Your tasks
1 > Answer these questions using the testimonial passage.
(a) In what language is the testimonial recorded?
(b) How far along in her first pregnancy was the speaker when she went for her first antenatal appointment?
(c) Why was the speaker rushed to the theatre for an emergency cesarean?
2 > Quote the testimonial passage from "Listen to the testimonial" to "symptom of pre-eclampsia.".
3 > Translate this sentence from the testimonial passage into Spanish: "The baby was due in two weeks, but was removed at eight months because of my high blood pressure."

Source passage
= = =

Listen to the testimonial (in Luganda) of Nangoma*, which was played in the first show, when the audience was asked “What do you think caused Nangoma’s problems?”. Below is an English translation. NB: high blood pressure is a key symptom of pre-eclampsia.

“During my first pregnancy I went for my first antenatal appointment at eight months. That is when I got to know I had mild blood pressure and was given an injection and stayed there for monitoring. But the pressure was increasing. I was admitted to the hospital on that day, slept there and the pressure kept increasing.For a long time I hadn’t gone to antenatal because I was scared of the hospital telling me those things of pressure. I was not feeling any pain that is why I did not bother to go for antenatal until 8 months. 

I woke up in the morning and pressure was just increasing because of the medicine I had been injected with. Even the baby was affected. The baby’s heartbeat was so low that I was rushed to the theatre for emergency cesarean. Unfortunately the operation was delayed and my baby died because the baby was too tired. The baby was due in two weeks, but was removed at eight months because of my high blood pressure.

= = =

[Recorded data]
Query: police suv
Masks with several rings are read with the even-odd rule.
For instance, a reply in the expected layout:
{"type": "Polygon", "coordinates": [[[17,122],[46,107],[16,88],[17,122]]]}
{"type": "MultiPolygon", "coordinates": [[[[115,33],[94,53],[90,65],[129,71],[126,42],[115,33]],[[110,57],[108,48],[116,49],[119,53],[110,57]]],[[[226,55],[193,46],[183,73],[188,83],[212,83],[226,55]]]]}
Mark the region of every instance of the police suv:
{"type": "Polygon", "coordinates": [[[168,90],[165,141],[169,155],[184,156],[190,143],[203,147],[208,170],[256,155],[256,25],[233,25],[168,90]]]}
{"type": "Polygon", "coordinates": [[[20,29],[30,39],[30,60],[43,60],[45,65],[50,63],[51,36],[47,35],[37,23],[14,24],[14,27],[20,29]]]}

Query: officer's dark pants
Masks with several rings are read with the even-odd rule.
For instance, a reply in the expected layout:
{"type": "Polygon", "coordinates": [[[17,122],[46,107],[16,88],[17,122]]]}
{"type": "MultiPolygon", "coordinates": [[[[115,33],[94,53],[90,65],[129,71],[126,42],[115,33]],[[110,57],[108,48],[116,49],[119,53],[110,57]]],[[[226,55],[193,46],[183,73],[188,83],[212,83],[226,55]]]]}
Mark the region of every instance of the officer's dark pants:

= = =

Exercise solutions
1 >
(a) Luganda.
(b) Eight months.
(c) The baby's heartbeat was so low.

2 >
Listen to the testimonial (in Luganda) of Nangoma*, which was played in the first show, when the audience was asked “What do you think caused Nangoma’s problems?”. Below is an English translation. NB: high blood pressure is a key symptom of pre-eclampsia.

3 > El bebé debía nacer en dos semanas, pero fue extraído a los ocho meses debido a mi presión arterial alta.